▶ [Brief] Copy the listing below word for word, keeping every line in its original order.

▶ [Raw data]
+ + + + +

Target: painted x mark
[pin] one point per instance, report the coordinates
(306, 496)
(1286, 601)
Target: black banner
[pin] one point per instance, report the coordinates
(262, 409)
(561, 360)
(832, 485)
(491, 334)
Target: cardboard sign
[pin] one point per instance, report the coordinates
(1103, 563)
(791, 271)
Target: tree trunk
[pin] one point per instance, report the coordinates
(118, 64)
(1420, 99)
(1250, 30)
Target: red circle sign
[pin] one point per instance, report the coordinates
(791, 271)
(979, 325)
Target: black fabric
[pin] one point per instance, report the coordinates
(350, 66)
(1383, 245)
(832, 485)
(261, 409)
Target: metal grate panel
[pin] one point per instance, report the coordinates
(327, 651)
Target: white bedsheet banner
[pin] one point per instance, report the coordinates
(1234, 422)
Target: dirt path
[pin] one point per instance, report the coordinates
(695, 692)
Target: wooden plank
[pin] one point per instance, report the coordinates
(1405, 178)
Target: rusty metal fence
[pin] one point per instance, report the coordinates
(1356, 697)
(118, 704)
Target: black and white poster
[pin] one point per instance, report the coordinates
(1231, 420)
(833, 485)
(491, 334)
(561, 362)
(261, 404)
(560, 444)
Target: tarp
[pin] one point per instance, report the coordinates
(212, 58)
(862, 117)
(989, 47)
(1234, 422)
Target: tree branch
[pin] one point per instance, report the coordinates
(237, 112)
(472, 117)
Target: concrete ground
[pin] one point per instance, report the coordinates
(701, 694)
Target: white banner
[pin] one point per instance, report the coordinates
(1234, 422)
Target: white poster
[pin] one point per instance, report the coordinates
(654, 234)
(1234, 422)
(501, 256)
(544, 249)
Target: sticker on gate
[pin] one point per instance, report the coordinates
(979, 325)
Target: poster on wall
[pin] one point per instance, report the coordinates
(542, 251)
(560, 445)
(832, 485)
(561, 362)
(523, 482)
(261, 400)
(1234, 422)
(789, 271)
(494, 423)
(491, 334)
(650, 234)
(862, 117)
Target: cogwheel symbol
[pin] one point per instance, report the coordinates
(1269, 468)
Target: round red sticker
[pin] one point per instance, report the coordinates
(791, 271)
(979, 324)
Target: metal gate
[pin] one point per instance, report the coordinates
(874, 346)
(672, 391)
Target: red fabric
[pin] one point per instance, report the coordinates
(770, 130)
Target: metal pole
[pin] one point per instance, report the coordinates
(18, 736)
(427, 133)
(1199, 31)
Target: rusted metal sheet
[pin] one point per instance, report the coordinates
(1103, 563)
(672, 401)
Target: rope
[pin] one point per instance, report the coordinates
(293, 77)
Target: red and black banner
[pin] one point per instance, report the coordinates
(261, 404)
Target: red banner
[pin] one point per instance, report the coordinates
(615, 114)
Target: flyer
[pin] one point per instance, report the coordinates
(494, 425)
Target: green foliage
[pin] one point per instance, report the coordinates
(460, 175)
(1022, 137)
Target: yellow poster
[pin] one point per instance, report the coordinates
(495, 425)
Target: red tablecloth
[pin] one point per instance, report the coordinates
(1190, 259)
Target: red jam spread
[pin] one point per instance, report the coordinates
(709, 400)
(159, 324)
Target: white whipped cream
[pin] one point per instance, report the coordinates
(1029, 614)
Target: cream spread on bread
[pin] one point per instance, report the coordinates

+ + + + +

▶ [Correct response]
Target: painted x mark
[pin] one point per instance, report the coordinates
(306, 496)
(1286, 601)
Target: black banner
[pin] one point per instance, report the coordinates
(262, 409)
(561, 360)
(832, 485)
(491, 334)
Target: cardboard sign
[pin] one point per instance, report the coordinates
(1103, 563)
(791, 271)
Target: tree trunk
[pin] one point per instance, report the coordinates
(118, 64)
(1420, 99)
(1250, 30)
Target: red circle sign
[pin] one point per instance, report the coordinates
(791, 271)
(979, 325)
Target: black fabric
[pin] one point per instance, report the coordinates
(350, 66)
(1383, 245)
(832, 485)
(261, 409)
Target: metal grate panel
[pin] one point per instance, report the coordinates
(327, 651)
Target: white bedsheet banner
[pin] one point per instance, report the coordinates
(1234, 422)
Target: dirt path
[pin] one point per instance, report the coordinates
(695, 692)
Target: wooden plank
[pin] one point per instance, report the coordinates
(1405, 178)
Target: rusty metal fence
[pin] one point per instance, report the coordinates
(1356, 697)
(118, 704)
Target: black and white poster
[pin] one point per instance, report the coordinates
(1231, 420)
(833, 485)
(491, 334)
(561, 362)
(261, 404)
(560, 444)
Target: tarp
[pin] one point per instance, report the coordinates
(212, 58)
(862, 117)
(989, 47)
(1234, 422)
Target: tree branch
[pin] one point per instance, report the coordinates
(237, 112)
(472, 117)
Target: concrete ground
[pin] one point per instance, report the coordinates
(701, 694)
Target: white banner
[pin] one point per instance, report the coordinates
(1234, 422)
Target: white poster
[pin] one point per instance, report the coordinates
(654, 234)
(1234, 422)
(501, 256)
(544, 249)
Target: sticker on gate
[pin] one point per instance, report the coordinates
(979, 325)
Target: poster on wall
[pin] one point per instance, report the coordinates
(542, 251)
(560, 445)
(832, 485)
(561, 362)
(523, 482)
(261, 400)
(1234, 422)
(789, 271)
(494, 423)
(491, 334)
(650, 234)
(862, 117)
Target: cogwheel symbol
[pin] one point per instance, report the coordinates
(1269, 468)
Target: round red sticker
[pin] one point per instance, report the coordinates
(791, 271)
(979, 324)
Target: metal gate
[pin] one point per instance, report the coordinates
(874, 346)
(672, 391)
Target: red fabric
[pin] one point per instance, report the coordinates
(770, 130)
Target: metal pole
[pin] one point per instance, report the coordinates
(18, 736)
(427, 133)
(1199, 31)
Target: rusted metal sheet
[pin] one point per instance, report the coordinates
(1103, 563)
(672, 401)
Target: rope
[pin] one point per instance, report the coordinates
(293, 77)
Target: red and black banner
[pin] one point per instance, report the coordinates
(261, 404)
Target: red banner
[pin] one point per instance, report the coordinates
(615, 114)
Target: flyer
[pin] one point per instance, report the coordinates
(494, 425)
Target: green foliage
[pin] one point per instance, report the coordinates
(460, 175)
(1022, 137)
Target: yellow poster
[pin] one point per instance, report the coordinates
(495, 425)
Target: red tablecloth
[pin] one point per instance, report the coordinates
(1190, 259)
Target: red jam spread
[pin] one point per instance, report the coordinates
(709, 400)
(159, 324)
Target: white whipped cream
[pin] one point per instance, report the coordinates
(1029, 614)
Target: cream spread on bread
[pin] one point per instance, report the coordinates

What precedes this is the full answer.